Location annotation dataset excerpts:
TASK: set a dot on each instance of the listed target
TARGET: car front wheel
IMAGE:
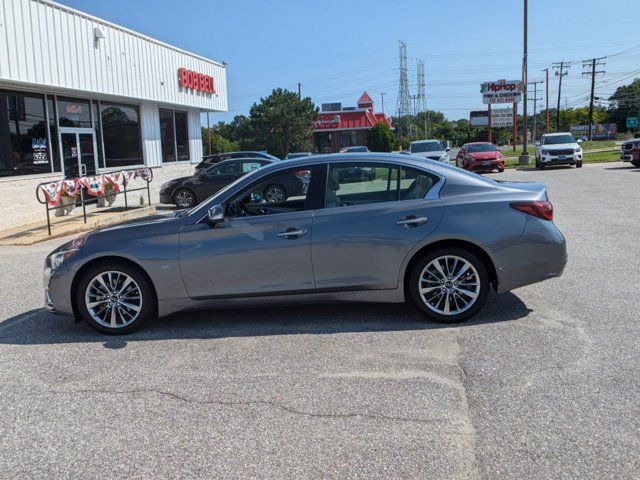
(114, 297)
(449, 285)
(184, 198)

DIRECTIONS — Every line above should be returned exactly; the pictures stay out.

FULL ANSWER —
TASK: set a dot on each instance of the listed target
TARGET: car front wheel
IMAGE:
(114, 297)
(449, 285)
(184, 198)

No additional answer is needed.